Copy the items below word for word. Start at the line that contains "of the dashed" and keep going through the last line of the items.

-- START OF Dataset records --

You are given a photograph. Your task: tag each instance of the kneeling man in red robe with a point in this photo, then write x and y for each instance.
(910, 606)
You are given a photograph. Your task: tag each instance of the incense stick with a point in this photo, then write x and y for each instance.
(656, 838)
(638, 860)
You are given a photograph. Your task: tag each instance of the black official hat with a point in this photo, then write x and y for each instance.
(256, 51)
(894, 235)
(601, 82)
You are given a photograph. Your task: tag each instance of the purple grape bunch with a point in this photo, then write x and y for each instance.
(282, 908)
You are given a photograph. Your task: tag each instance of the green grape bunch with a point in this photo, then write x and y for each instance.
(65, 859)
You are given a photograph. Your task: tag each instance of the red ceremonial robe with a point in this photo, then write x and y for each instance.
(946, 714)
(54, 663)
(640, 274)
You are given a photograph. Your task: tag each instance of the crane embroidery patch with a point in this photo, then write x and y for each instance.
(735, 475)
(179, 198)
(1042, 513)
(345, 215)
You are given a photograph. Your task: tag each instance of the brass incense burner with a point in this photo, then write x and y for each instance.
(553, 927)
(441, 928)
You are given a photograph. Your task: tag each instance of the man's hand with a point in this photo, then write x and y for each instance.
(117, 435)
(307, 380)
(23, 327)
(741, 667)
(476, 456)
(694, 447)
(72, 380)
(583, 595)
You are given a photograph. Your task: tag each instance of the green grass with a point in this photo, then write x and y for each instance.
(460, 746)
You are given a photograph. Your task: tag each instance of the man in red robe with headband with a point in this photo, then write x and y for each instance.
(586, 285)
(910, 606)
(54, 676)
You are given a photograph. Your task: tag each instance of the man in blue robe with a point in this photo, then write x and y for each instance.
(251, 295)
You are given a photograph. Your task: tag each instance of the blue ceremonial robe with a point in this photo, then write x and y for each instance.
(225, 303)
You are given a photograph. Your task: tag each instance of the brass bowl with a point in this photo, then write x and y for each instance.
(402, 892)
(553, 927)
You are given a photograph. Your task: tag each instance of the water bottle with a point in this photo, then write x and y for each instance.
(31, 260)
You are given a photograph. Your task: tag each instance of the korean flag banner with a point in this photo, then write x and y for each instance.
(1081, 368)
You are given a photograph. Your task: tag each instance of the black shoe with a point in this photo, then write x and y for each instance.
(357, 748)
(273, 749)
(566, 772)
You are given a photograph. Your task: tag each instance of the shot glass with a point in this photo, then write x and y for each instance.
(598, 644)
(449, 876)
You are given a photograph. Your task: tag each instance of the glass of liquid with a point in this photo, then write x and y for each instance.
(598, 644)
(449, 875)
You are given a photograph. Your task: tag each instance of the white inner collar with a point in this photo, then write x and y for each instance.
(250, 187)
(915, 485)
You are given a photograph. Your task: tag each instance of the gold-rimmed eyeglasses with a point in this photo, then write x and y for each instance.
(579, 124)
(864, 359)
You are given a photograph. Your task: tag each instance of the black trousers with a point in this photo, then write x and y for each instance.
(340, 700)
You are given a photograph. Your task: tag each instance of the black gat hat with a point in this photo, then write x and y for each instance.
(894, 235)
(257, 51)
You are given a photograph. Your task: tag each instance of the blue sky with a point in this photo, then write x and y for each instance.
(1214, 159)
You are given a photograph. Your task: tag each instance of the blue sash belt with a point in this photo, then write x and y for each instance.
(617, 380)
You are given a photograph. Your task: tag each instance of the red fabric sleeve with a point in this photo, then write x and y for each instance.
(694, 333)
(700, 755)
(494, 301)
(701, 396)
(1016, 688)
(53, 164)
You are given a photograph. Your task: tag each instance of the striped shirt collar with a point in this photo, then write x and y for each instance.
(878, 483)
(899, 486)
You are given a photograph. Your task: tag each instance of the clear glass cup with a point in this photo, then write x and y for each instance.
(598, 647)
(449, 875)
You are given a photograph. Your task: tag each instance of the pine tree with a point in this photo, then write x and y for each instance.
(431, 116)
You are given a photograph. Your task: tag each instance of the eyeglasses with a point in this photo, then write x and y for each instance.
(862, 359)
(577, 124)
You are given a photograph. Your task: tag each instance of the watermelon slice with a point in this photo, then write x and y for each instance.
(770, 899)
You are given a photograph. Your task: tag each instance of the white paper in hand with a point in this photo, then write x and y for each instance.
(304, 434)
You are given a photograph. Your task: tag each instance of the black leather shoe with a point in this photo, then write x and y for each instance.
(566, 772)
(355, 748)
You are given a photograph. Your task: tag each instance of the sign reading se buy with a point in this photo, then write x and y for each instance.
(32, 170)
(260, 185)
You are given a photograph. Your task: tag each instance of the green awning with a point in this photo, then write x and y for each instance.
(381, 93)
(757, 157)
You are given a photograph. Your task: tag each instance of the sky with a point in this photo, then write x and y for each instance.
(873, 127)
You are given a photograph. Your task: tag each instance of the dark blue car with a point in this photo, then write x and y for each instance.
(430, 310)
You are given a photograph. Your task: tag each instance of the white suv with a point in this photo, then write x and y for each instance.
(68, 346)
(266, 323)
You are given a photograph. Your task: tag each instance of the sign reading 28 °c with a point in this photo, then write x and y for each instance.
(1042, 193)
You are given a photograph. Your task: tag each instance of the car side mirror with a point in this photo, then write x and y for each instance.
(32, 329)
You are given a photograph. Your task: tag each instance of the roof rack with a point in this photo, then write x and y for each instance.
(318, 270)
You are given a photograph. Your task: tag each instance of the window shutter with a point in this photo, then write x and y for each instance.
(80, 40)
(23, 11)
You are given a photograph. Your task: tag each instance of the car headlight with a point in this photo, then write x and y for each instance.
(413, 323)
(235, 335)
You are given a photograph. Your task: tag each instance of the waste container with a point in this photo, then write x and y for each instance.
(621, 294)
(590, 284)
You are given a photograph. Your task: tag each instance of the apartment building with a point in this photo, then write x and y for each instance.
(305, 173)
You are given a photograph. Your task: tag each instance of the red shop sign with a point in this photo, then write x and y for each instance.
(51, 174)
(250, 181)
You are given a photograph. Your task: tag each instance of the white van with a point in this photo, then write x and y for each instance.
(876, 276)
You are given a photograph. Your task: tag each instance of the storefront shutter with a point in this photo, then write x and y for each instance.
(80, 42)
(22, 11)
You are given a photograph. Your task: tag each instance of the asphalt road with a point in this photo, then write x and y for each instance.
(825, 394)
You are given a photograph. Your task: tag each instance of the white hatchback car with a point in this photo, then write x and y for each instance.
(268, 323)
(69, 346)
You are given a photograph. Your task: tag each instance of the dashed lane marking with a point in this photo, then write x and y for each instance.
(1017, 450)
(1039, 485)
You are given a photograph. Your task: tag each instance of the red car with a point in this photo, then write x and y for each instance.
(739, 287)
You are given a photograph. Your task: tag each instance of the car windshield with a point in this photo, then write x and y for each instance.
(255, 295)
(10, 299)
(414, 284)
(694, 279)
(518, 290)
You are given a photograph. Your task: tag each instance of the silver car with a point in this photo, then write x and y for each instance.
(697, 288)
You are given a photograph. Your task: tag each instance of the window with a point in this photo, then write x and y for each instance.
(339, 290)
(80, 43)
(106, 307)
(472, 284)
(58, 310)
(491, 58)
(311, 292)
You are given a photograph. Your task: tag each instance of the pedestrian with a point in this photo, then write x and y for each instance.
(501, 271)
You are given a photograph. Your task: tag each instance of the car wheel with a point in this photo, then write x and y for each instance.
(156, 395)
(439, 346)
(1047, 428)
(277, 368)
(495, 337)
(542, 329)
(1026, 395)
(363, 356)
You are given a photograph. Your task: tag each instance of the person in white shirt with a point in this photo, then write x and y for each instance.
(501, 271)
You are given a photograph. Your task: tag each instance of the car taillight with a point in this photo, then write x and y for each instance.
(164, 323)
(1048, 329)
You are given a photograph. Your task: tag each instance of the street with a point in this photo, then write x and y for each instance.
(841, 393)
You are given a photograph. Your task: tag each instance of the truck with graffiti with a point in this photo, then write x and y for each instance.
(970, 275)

-- END OF Dataset records --

Output for this exercise →
You are given a photograph. Your task: tag each instance of the dashed lane marking with a point in this photo, then write x and y for each instance.
(1017, 450)
(1039, 485)
You are given a photograph. Your task: tag each instance of the red car with a point in this photo, then write x and y for each instance.
(739, 287)
You are given a photograph. Your task: tag each instance of the car windshield with a point in this photo, then write x and y for each instance.
(255, 295)
(10, 299)
(414, 284)
(694, 279)
(518, 290)
You are given a photograph. Your task: tag each instance of the silver car with a point in this photo, then write x and y for each instance.
(697, 288)
You are given a photograph. Your task: tag each instance of the window with a point in this photo, then write x and y for each instance.
(339, 290)
(80, 43)
(106, 307)
(472, 284)
(58, 310)
(491, 58)
(311, 292)
You are given a photograph. Your task: tag each instance of the pedestrian with a point in this photo, then write x and y for each instance.
(501, 271)
You are given a photograph. Your task: tag each instance of the car wheel with a point in this photo, then write x and y for each instance.
(156, 395)
(439, 346)
(1047, 428)
(277, 368)
(495, 337)
(542, 329)
(1026, 395)
(363, 356)
You are given a photograph. Your task: tag each instance of the person in white shirt with a point in this photo, then write x and y for each instance.
(501, 271)
You are given a photograph. Your task: tag each instance of the car taillight with a point in this photo, then write x and y for each instance.
(164, 323)
(1048, 329)
You are given a photograph. Your task: tag each instance of the street with a point in this photo, then write x and y for each instance.
(841, 393)
You are given a photograph. Your task: tag each instance of the truck with graffiti with a point in this photo, then write x and y for each instance.
(970, 275)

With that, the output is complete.